Source information —
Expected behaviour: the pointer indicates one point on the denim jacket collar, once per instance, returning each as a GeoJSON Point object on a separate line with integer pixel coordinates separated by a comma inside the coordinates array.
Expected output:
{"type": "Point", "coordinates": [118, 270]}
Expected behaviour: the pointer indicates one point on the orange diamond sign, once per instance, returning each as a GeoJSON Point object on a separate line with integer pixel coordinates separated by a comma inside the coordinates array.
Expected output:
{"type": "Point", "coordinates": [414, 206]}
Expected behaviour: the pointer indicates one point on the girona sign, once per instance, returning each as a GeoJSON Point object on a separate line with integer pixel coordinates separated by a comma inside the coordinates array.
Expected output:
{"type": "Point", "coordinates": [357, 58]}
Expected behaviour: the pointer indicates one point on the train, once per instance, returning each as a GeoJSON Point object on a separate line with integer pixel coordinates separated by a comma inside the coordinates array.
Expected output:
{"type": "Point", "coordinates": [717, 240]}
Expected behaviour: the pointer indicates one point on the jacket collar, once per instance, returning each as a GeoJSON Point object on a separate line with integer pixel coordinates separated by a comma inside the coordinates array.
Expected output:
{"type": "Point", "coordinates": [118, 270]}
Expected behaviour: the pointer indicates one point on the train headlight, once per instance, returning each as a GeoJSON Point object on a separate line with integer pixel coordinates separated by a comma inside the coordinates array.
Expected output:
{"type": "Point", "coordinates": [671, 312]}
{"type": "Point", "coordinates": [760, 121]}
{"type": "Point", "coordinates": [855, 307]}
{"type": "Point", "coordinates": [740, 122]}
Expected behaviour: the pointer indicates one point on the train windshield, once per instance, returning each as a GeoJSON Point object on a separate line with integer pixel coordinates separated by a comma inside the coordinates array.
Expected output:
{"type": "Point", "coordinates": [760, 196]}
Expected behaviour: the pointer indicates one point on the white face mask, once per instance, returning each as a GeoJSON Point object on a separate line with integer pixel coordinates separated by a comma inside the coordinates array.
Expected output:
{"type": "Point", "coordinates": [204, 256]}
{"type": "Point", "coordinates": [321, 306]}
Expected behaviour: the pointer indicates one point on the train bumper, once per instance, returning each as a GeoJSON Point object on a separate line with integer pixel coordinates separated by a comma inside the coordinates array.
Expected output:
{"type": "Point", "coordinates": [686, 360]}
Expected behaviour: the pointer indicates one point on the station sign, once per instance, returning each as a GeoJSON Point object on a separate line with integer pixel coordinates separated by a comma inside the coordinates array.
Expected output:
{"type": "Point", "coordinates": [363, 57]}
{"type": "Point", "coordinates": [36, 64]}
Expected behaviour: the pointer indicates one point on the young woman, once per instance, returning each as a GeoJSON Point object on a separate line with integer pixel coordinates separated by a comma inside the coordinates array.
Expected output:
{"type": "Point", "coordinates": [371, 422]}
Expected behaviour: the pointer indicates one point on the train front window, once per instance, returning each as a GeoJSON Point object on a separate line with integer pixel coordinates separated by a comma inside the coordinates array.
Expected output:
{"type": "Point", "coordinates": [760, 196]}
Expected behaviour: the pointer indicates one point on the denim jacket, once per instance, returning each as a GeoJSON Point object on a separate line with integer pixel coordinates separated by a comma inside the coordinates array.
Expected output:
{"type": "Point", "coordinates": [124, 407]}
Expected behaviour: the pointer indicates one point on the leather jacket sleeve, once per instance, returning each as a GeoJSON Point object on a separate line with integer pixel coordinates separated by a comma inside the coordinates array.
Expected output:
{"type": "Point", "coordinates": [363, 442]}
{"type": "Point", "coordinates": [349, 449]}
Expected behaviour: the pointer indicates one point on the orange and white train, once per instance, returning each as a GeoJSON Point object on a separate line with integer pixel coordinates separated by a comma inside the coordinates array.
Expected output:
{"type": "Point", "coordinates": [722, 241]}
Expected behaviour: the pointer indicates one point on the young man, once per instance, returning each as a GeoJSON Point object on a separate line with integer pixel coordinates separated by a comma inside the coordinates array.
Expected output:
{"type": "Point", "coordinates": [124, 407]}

What you need to do — An exact transcription of the entries is needed, complete to the final line.

Output —
Expected behaviour: the pointer indicates one point on the denim jacket collar, once per instance, returning each as a GeoJSON Point object on a separate line with integer pixel coordinates separated by a comma inside the coordinates array.
Expected output:
{"type": "Point", "coordinates": [118, 270]}
Expected behaviour: the pointer indicates one point on the orange diamond sign, once per instance, returning each as a GeoJSON Point object on a separate line with integer pixel coordinates separated by a comma inside the coordinates array.
Expected output:
{"type": "Point", "coordinates": [414, 206]}
Expected behaviour: the pointer indicates one point on the girona sign, once per instance, returning each as a GeoJSON Point object on a separate line with integer pixel coordinates separated by a comma inside the coordinates array.
Expected output:
{"type": "Point", "coordinates": [357, 58]}
Expected behaviour: the pointer indicates one point on the train, once per instance, returning each as a GeoJSON Point object on a separate line with integer pixel coordinates separated by a comma inside the coordinates array.
Expected output:
{"type": "Point", "coordinates": [717, 240]}
Expected behaviour: the pointer indicates one point on the jacket collar, once per instance, returning each as a GeoJSON Point object on a separate line with integer pixel coordinates separated by a comma inside the coordinates array.
Expected output:
{"type": "Point", "coordinates": [118, 270]}
Expected behaviour: the pointer indicates one point on the train headlight, once per instance, returning each as a GeoJSON Point object on a separate line with integer pixel coordinates separated by a comma inside the coordinates array.
Expected output:
{"type": "Point", "coordinates": [671, 312]}
{"type": "Point", "coordinates": [760, 121]}
{"type": "Point", "coordinates": [855, 307]}
{"type": "Point", "coordinates": [740, 122]}
Expected behaviour: the pointer indicates one point on the train windshield, once per instance, returning each as a GeoJSON Point object on a separate line with integer pixel coordinates separated by a comma inside the coordinates array.
Expected output:
{"type": "Point", "coordinates": [760, 196]}
Expected behaviour: the pointer indicates one point on the white face mask, once per instance, returning each as a GeoJSON Point object on a separate line with integer pixel coordinates separated by a comma inside the coordinates array.
Expected output:
{"type": "Point", "coordinates": [204, 256]}
{"type": "Point", "coordinates": [321, 306]}
Expected behaviour: the pointer indicates one point on the train bumper, once per instance, returning each as a GeoJSON Point object on a separate line with integer pixel coordinates separated by a comma inside the coordinates array.
Expected output:
{"type": "Point", "coordinates": [686, 360]}
Expected behaviour: the pointer indicates one point on the station sign, once per instance, returning each as a GeoJSON Point object on a separate line with integer pixel coordinates separated by a comma inside the coordinates array.
Expected output:
{"type": "Point", "coordinates": [363, 57]}
{"type": "Point", "coordinates": [36, 64]}
Expected behaviour: the pointer indicates one point on the young woman, once per instance, returning each as a GeoJSON Point object on a separate line with integer pixel coordinates separated by a comma inside the coordinates array.
Expected output:
{"type": "Point", "coordinates": [371, 422]}
Expected behaviour: the pointer indicates one point on the train front window, once per instance, returning each as a GeoJSON Point object on a separate line with integer pixel coordinates separated by a comma inside the coordinates array.
Expected output:
{"type": "Point", "coordinates": [760, 196]}
Expected behaviour: the pointer indicates one point on the denim jacket, once per instance, returning each as a GeoJSON Point object on a separate line with integer pixel coordinates separated by a comma inside the coordinates array.
Expected output:
{"type": "Point", "coordinates": [124, 407]}
Expected behaviour: the pointer indicates one point on the leather jacket sleeve, once per instance, returning each as a GeoJSON Point object on a separate line with integer pixel coordinates separated by a comma inside the coordinates array.
Expected output:
{"type": "Point", "coordinates": [363, 442]}
{"type": "Point", "coordinates": [349, 449]}
Expected behaviour: the pointer indicates one point on the orange and white train, once per instance, returning each as a GeoJSON Point object on a separate line with integer pixel coordinates separated by a comma inside the coordinates array.
Expected output:
{"type": "Point", "coordinates": [722, 241]}
Expected behaviour: the pointer indicates one point on the young man, once per instance, returning each as a GeoJSON Point object on a separate line with integer pixel coordinates separated by a comma inside the coordinates array.
Expected output:
{"type": "Point", "coordinates": [124, 407]}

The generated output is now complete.